RECORDS FOR PROCESSING:
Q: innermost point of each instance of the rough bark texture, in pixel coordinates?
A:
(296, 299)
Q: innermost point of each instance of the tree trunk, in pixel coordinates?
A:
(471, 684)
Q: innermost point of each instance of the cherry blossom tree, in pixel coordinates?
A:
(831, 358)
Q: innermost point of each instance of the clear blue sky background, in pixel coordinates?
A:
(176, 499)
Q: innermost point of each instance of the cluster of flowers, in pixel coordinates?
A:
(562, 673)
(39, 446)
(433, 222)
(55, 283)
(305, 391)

YOUR GOAL: Retype the whole listing above, line for line and exactly.

SOLVED PROBLEM:
Q: innermost point of each instance of the rough bark texture, in pixel coordinates?
A:
(296, 299)
Q: innermost point of each instance of the tree trunk, in pixel coordinates?
A:
(471, 684)
Q: innermost point of each instance of the cherry blossom tree, in pixel coordinates?
A:
(831, 358)
Q: innermost point of each instance of the clear blue sky background, in pixel coordinates?
A:
(176, 499)
Q: innermost point of each instance of the cluster of flowers, in pixel coordinates?
A:
(562, 673)
(39, 446)
(433, 222)
(55, 283)
(305, 391)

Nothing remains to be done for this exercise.